EXERCISE PROMPT » In the listing below, change every "Detector Module" to "Localization Module" and copy out everything else unchanged.

──────── INFORMATION SUPPLIED

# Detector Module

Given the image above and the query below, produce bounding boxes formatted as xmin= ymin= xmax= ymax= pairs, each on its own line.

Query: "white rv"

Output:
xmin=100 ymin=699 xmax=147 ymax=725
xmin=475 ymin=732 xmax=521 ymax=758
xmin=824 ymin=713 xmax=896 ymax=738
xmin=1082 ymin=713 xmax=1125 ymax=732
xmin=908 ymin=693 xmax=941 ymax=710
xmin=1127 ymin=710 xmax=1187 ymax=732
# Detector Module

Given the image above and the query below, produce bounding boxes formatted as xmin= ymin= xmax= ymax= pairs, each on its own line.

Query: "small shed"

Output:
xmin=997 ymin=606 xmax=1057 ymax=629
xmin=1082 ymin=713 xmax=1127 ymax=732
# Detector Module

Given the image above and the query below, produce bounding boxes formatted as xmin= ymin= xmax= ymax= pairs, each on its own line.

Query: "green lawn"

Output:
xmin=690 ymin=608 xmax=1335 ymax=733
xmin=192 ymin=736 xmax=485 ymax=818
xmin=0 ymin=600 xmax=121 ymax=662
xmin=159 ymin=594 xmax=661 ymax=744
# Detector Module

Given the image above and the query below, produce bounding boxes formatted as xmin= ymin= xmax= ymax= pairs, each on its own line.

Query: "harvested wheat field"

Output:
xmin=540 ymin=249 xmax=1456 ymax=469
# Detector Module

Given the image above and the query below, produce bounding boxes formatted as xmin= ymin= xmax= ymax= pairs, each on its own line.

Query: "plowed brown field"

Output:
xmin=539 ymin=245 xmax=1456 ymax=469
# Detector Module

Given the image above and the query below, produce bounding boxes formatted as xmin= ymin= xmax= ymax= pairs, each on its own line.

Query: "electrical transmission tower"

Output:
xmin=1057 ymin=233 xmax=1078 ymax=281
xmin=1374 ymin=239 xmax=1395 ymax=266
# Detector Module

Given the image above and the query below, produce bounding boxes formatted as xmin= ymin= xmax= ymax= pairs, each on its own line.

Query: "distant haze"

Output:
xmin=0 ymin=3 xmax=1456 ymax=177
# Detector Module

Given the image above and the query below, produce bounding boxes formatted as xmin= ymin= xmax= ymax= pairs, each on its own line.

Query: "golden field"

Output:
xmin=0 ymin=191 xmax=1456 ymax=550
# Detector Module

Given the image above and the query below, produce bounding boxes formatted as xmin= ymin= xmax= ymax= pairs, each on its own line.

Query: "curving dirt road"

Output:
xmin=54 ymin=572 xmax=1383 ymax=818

────────────────

RESPONSE »
# Localization Module

Given the image above and the query below, produce bounding boxes formatted as xmin= ymin= xmax= ymax= pairs, each on its own line.

Query: "white rv"

Output:
xmin=100 ymin=699 xmax=147 ymax=725
xmin=475 ymin=732 xmax=521 ymax=758
xmin=824 ymin=713 xmax=896 ymax=738
xmin=1082 ymin=713 xmax=1125 ymax=732
xmin=908 ymin=693 xmax=941 ymax=710
xmin=1127 ymin=710 xmax=1187 ymax=732
# Localization Module

Given the image above and the query below, produce bounding boxes formatted as xmin= ymin= xmax= ymax= pairs, each on its own line.

Query: "small shed"

Output:
xmin=997 ymin=606 xmax=1057 ymax=629
xmin=1082 ymin=713 xmax=1127 ymax=732
# Localization Module

Given the image above and the query below, produce bounding boxes formatted as xmin= ymin= xmax= ymax= pairs, each on its own line.

Query: "green lawn"

Output:
xmin=690 ymin=608 xmax=1335 ymax=733
xmin=192 ymin=736 xmax=485 ymax=818
xmin=0 ymin=600 xmax=121 ymax=662
xmin=159 ymin=594 xmax=661 ymax=744
# Localization Module

Given the image above and the query below, produce bounding boxes formatted as xmin= ymin= xmax= ymax= pairs, each on its own line.

Query: "harvested wheat field"

Output:
xmin=540 ymin=249 xmax=1456 ymax=469
# Localization Module

Given the image above and the query below, produce bounding boxes formatted as xmin= ymin= xmax= ymax= pairs, each on its own line.

Query: "plowed brown field"

Output:
xmin=539 ymin=245 xmax=1456 ymax=469
# Localization Module

Given the image above and the query below, produce bounding boxes formatted as xmin= ymin= xmax= ymax= pairs, each on its own line.

Query: "electrical transmission tower"

Output:
xmin=1057 ymin=233 xmax=1078 ymax=281
xmin=1374 ymin=239 xmax=1395 ymax=266
# Localization Module

Given the image above and the query below, produce bounding boxes formatted as xmin= ymin= xmax= ymax= pairs, each on its own line.

Query: "distant haze"

Output:
xmin=0 ymin=3 xmax=1456 ymax=177
# Localization Module

Given the image above and the query below, produce bounding boxes formatted as xmin= ymin= xmax= ymax= pairs, each on its own line.

Query: "golden field"

Output:
xmin=0 ymin=191 xmax=1456 ymax=550
# Localization Module

Given the image above and the query below, produce bounding boxes formatted as xmin= ymin= xmax= ymax= pairs, each on its own line.

Query: "curving dirt road"

Output:
xmin=54 ymin=572 xmax=1383 ymax=818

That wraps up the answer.